:: Direction ::
Starting at the beginning of the records and ending at the line that contains "column 333, row 840", switch every "Query" to "Target" and write out those lines with nothing else changed.
⁂
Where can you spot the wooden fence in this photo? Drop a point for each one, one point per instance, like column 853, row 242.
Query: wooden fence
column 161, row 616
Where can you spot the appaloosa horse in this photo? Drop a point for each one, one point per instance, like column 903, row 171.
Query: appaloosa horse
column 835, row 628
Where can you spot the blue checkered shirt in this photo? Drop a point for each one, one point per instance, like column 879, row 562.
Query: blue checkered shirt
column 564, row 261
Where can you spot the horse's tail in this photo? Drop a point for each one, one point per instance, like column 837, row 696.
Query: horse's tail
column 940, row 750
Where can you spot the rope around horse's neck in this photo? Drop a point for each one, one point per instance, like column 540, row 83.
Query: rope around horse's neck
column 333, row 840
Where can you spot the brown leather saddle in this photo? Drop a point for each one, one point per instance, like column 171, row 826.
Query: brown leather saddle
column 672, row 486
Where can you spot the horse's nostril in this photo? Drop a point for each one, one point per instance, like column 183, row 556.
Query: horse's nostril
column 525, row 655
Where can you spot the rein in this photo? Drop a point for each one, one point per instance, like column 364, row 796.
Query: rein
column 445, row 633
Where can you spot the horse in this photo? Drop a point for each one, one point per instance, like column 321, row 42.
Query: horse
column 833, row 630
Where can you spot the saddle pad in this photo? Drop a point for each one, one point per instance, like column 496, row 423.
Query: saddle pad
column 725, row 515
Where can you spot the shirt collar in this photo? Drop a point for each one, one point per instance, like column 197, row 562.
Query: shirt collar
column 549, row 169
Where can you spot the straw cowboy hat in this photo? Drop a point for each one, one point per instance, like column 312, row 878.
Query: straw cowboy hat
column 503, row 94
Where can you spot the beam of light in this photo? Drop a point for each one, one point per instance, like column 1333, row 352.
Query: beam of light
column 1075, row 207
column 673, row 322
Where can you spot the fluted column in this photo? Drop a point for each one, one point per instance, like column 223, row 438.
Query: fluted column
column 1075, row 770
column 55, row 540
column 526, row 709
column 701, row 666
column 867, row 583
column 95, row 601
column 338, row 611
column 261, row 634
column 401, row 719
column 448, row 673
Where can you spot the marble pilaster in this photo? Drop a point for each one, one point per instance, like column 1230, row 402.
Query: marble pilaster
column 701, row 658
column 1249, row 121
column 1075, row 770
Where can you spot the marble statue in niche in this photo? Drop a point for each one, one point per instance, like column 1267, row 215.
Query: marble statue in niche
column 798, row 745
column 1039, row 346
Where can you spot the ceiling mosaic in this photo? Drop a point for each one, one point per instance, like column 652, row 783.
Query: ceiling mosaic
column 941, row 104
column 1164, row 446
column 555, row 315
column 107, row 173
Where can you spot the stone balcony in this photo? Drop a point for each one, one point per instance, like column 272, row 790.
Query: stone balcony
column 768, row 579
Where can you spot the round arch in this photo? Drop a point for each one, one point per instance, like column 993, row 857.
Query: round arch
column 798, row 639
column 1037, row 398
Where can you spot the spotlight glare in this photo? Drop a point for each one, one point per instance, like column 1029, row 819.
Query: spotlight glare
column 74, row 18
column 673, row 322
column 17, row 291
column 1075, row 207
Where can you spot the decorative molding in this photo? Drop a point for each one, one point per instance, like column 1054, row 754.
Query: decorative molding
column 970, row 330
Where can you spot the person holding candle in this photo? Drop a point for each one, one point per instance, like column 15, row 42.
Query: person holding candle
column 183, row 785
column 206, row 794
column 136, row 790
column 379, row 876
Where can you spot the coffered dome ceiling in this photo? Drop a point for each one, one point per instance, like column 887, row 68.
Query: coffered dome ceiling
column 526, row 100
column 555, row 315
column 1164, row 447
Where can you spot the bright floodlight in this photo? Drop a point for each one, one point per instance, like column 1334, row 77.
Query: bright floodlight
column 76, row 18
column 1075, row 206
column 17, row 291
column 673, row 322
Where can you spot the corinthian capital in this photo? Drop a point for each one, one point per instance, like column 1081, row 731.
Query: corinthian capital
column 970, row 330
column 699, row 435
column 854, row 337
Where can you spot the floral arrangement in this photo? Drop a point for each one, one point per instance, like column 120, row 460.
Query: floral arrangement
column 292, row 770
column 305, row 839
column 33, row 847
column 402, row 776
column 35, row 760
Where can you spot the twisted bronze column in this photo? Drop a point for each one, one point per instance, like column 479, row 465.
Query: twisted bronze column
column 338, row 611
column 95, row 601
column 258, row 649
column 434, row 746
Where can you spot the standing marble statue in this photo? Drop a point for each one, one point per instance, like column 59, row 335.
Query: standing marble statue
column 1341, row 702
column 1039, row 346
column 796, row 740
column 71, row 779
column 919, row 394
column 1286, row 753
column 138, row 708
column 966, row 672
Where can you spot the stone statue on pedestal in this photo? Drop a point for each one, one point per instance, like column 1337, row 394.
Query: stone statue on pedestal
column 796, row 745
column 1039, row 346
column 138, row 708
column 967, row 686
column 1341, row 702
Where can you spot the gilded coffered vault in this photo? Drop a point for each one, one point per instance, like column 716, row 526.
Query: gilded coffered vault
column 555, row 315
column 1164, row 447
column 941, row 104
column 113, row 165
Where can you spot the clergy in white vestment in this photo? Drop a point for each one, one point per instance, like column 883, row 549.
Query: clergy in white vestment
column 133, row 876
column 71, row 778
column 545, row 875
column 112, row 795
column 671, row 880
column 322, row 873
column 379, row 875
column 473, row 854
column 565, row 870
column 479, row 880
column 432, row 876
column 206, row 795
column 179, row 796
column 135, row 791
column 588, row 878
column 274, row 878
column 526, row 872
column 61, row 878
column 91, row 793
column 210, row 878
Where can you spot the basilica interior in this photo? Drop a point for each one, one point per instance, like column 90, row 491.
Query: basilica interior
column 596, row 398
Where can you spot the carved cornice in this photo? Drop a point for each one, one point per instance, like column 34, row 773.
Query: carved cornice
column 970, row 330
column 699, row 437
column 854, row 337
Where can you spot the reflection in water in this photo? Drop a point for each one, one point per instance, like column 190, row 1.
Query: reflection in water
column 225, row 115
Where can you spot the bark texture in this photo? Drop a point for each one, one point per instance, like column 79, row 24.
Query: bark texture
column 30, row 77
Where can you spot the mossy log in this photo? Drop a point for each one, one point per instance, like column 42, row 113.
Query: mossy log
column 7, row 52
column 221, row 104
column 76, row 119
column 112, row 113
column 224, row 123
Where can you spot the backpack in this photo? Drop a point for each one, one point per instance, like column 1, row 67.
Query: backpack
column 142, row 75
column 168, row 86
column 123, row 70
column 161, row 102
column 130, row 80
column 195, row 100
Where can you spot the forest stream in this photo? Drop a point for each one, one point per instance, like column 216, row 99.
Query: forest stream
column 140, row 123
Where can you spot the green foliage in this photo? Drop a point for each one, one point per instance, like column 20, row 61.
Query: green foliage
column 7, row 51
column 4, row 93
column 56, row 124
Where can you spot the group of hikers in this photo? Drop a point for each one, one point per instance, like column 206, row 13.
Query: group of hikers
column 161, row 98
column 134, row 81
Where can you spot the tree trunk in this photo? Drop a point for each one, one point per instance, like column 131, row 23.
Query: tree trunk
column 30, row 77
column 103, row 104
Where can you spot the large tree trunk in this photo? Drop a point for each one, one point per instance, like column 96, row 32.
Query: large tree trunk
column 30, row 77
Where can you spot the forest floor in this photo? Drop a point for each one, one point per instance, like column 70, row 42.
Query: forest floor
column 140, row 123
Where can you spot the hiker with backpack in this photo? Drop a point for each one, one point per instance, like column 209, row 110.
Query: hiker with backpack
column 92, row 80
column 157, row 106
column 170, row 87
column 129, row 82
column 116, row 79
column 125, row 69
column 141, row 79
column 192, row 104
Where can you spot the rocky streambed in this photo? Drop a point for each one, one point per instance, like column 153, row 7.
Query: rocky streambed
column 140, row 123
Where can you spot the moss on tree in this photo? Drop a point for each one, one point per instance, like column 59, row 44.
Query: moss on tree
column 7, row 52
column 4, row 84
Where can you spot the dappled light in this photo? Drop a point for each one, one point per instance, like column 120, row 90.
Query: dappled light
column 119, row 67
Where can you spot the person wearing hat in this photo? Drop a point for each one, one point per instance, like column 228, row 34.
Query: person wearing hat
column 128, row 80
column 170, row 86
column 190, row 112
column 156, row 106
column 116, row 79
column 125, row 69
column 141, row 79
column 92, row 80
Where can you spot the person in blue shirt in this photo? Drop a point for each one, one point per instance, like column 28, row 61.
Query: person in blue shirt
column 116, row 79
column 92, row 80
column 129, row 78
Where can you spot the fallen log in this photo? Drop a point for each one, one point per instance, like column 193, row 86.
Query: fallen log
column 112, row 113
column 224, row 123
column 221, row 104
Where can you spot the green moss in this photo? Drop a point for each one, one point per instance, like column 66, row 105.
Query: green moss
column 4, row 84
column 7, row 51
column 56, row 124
⁂
:: Exercise result ::
Where can you spot the wooden fence in this photo? Drop a point for each one, one point per instance, like column 853, row 242.
Target: wooden fence
column 161, row 616
Where can you spot the appaloosa horse in this photo? Drop a point for each one, one point per instance, like column 903, row 171.
Target: appaloosa horse
column 835, row 628
Where can you spot the blue checkered shirt in this photo? Drop a point for each one, one point per instance, like column 879, row 562.
Target: blue checkered shirt
column 564, row 261
Where can you spot the horse's tail in this photo? Drop a point for each one, one point per instance, like column 837, row 696.
Target: horse's tail
column 940, row 750
Where can you spot the rope around horse's neck in this photo? Drop a point for each one, one point per instance, like column 540, row 83.
Target: rope around horse's neck
column 333, row 840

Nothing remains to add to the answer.